> **PROMPT**
Leaving out every line before the one with "Target: glass stem", write out the rest of the records below exactly.

> **SUPPLIED MATERIAL**
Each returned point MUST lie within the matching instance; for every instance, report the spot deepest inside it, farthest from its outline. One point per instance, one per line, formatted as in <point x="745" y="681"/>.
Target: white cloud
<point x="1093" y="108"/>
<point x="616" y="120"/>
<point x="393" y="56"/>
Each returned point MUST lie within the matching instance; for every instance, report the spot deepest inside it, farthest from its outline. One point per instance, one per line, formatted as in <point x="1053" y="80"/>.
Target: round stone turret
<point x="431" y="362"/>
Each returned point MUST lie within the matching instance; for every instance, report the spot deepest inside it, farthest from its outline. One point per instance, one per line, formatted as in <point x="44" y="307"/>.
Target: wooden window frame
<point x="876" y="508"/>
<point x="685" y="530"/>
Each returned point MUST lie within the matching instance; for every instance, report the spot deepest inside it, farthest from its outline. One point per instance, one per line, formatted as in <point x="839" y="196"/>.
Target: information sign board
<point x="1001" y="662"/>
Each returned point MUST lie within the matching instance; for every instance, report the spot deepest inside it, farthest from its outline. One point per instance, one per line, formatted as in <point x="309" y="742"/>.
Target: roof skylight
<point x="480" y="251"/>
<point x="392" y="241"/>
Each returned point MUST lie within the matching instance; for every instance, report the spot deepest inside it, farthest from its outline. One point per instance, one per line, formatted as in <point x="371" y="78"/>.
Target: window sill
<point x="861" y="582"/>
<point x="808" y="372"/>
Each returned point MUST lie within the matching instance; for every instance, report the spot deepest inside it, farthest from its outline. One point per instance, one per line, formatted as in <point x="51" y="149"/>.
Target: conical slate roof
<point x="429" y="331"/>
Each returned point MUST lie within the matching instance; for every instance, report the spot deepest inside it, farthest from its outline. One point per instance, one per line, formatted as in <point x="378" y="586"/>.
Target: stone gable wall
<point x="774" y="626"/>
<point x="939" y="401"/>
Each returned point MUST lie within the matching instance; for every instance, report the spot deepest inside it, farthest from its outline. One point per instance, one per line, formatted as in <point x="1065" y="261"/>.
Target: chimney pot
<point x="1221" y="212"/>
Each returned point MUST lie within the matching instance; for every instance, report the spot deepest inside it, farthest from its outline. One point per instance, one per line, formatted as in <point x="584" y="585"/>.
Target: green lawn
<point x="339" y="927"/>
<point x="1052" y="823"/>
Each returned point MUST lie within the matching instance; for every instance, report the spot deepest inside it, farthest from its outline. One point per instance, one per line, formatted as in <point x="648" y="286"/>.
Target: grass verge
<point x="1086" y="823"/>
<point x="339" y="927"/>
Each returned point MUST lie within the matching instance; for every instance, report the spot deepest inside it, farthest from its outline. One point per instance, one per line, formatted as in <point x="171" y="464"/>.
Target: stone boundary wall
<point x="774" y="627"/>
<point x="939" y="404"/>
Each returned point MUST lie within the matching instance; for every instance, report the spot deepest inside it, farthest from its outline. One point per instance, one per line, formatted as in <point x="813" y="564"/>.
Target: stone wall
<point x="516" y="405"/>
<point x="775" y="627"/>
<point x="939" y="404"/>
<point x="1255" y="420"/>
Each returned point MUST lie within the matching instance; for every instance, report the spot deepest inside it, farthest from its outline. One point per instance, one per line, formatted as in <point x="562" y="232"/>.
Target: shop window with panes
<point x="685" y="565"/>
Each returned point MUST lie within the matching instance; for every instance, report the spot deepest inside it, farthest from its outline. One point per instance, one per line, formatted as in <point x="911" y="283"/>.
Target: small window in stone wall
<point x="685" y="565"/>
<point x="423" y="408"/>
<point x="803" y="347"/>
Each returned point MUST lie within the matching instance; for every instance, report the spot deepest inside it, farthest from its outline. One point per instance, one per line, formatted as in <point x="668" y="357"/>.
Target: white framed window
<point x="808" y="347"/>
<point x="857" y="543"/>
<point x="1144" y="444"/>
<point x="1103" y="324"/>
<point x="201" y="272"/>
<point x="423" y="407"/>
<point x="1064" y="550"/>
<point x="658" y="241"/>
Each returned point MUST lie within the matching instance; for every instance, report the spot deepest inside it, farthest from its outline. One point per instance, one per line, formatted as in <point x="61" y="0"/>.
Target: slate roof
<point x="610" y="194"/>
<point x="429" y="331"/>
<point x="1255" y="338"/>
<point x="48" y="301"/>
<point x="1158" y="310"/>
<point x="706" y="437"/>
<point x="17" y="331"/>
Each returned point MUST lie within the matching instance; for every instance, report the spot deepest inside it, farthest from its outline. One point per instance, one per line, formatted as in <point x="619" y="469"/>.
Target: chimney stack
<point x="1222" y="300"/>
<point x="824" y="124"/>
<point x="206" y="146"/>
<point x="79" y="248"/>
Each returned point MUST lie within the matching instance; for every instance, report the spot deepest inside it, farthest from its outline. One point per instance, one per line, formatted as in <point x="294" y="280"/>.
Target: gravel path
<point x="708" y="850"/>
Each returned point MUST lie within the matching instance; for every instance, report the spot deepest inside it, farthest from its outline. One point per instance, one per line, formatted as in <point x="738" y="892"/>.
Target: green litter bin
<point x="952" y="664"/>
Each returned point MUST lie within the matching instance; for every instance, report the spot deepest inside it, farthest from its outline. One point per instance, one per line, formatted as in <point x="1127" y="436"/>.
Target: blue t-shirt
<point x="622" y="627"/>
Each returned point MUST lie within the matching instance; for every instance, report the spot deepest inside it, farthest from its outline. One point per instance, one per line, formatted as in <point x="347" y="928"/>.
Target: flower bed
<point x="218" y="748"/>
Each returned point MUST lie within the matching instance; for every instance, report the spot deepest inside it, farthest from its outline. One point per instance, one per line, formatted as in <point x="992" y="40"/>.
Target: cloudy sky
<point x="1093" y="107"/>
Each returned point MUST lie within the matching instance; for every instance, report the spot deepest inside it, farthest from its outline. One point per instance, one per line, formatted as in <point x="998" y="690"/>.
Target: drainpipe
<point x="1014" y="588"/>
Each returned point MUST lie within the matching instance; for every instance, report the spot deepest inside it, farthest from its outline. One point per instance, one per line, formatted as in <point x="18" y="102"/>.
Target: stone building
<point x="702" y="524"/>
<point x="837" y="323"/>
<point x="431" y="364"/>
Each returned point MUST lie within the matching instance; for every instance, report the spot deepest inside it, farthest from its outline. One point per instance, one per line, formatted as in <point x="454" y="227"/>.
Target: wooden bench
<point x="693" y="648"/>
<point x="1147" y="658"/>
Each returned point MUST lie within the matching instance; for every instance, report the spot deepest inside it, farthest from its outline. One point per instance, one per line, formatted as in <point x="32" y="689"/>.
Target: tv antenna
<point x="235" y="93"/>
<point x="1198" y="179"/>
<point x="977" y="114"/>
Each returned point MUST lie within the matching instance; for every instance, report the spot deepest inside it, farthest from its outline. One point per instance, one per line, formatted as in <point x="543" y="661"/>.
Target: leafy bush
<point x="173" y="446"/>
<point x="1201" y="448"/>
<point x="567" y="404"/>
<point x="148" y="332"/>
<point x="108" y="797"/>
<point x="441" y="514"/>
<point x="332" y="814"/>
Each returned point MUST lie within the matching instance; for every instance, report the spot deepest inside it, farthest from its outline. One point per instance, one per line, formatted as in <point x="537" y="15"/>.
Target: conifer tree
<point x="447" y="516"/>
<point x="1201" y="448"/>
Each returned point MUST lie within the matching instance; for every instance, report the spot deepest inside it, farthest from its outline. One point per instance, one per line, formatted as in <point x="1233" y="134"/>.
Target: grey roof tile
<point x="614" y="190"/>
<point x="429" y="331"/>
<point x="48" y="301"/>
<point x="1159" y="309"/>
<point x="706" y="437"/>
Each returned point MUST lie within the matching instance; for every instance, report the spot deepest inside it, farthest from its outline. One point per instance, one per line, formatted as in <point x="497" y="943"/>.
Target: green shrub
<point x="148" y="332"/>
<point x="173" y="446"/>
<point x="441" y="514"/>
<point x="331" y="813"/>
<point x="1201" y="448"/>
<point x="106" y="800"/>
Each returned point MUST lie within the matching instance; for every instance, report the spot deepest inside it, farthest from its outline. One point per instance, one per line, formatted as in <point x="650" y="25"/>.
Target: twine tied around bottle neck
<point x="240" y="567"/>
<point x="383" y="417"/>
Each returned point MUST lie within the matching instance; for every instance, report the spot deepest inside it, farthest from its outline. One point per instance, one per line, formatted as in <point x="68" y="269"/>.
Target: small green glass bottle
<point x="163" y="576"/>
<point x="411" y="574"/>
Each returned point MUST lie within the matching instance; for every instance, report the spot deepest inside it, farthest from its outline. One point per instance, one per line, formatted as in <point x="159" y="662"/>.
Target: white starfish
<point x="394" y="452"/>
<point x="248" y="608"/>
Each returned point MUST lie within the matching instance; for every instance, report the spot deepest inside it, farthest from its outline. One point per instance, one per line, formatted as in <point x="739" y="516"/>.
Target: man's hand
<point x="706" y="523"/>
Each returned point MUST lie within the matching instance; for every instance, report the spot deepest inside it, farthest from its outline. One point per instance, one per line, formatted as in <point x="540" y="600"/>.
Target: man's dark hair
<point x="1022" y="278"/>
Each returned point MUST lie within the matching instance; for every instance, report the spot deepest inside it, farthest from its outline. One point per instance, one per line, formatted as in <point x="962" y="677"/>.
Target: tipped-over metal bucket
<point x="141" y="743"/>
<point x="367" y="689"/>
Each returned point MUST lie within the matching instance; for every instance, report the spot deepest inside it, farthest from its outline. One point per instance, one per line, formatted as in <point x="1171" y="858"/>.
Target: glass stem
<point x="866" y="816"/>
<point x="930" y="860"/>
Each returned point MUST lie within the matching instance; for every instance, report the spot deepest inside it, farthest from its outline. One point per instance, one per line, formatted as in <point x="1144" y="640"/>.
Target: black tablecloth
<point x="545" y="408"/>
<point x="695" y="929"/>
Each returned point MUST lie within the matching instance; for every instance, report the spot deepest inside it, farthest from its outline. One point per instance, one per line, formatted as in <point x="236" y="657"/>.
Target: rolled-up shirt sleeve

> **WRITTEN SOLUTION**
Target: glass stem
<point x="866" y="816"/>
<point x="930" y="860"/>
Each returned point MUST lie within the matching instance; for every instance, report the spot deepest inside it, farthest from its outline. One point per instance, one per line, formatted as in <point x="1144" y="640"/>.
Target: black tablecloth
<point x="545" y="408"/>
<point x="695" y="929"/>
Each returned point MUST lie within the matching instance; for every instance, report the spot deepest inside it, farthest from its outline. One point per instance, one per line, formatted as in <point x="236" y="657"/>.
Target: rolled-up shirt sleeve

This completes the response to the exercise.